_TEXT PROVIDED:_
»»

The alternative marketing approach

When talking to customers you will discover two important points. Firstly, the belief in “one solution fits all” is wrong. Each customer has his own particular needs to satisfy and all are using the same product as a means only to their particular goal – satisfying their particular needs. These individual needs are a challenge to the marketer who needs to synthesize them into larger segments.

Secondly, and contrary to the logic approach of the commodity mindset, customers are motivated by emotion and not by logic. Luxury is doing exactly this. It uses the bare product, the commodity as a platform for delivering the added value – answering to the emotional needs of the customer and cashing on it. Luxury is expensive because it is laden with emotional added-value.

In 1988, Mazda introduced its 626 model to the UK market, and it was compared to the Mercedes-Benz and BMW models that were sold for $49.000 or more. Mazda asked in its advertisements why customers pay extra money when they can get a similar car for less. Mazda missed the point. Though the 626, Mercedes-Benz, and BMW all offered a similar product, people would rather pay for the added value that the Mercedes-Benz and BMW offered that couldn’t be found in the 626.

Hence, the alternative marketing approach is luxury marketing or marketing based on principles of luxury. There is a fundamental difference between the commodity and the marketing approaches. The commodity approach is based on removing any chance for choice – one solution exists and it should satisfy all. On the other hand, the luxury approach is a tribute to the underlying quality of man – his ability to choose. Therefore, any luxury-type marketing offer is based on several good options to choose from.

For developing these options we start with careful market research that would reveal the subconscious, emotional needs of the customer. It follows with segmentation practice that will synthesize these various needs into large enough segments to market.

As a result, the company will have several products, each fitting a different segment’s emotional needs. Because of the emotional added-value of each offer the company will be able to raise its profit margins. The more laden with emotional added-value the offer is, the higher the margins will be.

It is impossible to stop competition, and all the company can strive for is to dictate the rules of competition only. The way to compete is to have a direct dialogue with the customer and to authentically answer his emotional needs. The competition will have to do exactly the same – find its own authentic voice, create an intimate dialogue and answering the customer subconscious needs in its own way.

««

_RECORDS SUPPLIED:_

»»

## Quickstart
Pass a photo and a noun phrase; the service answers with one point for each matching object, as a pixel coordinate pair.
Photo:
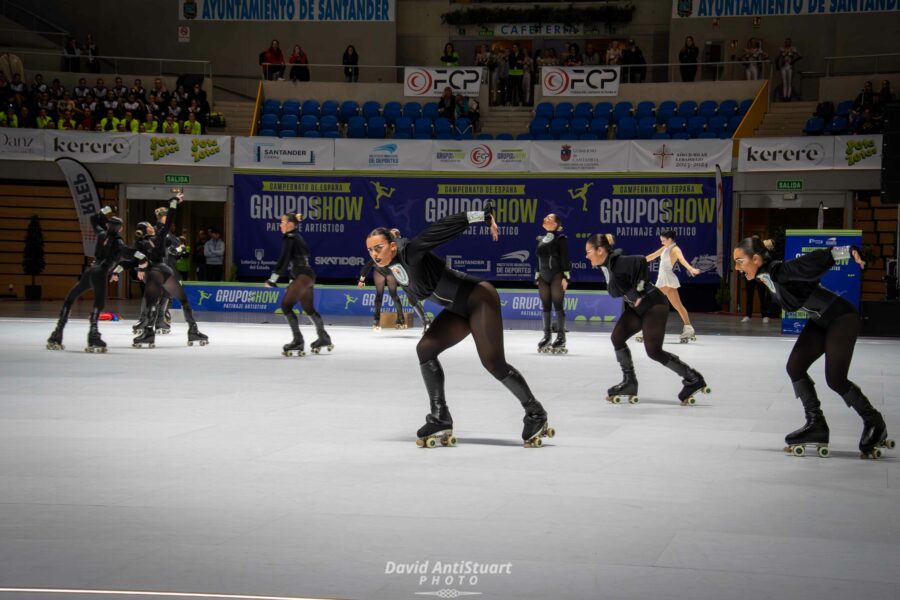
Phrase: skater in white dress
(667, 281)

««

Duplicate a portion of the passage on the alternative marketing approach without changes: start at the words "Hence, the alternative" and stop after "segments to market.". The entries are independent material and bear no relation to the passage on the alternative marketing approach.

_RESPONSE AREA:_
Hence, the alternative marketing approach is luxury marketing or marketing based on principles of luxury. There is a fundamental difference between the commodity and the marketing approaches. The commodity approach is based on removing any chance for choice – one solution exists and it should satisfy all. On the other hand, the luxury approach is a tribute to the underlying quality of man – his ability to choose. Therefore, any luxury-type marketing offer is based on several good options to choose from.

For developing these options we start with careful market research that would reveal the subconscious, emotional needs of the customer. It follows with segmentation practice that will synthesize these various needs into large enough segments to market.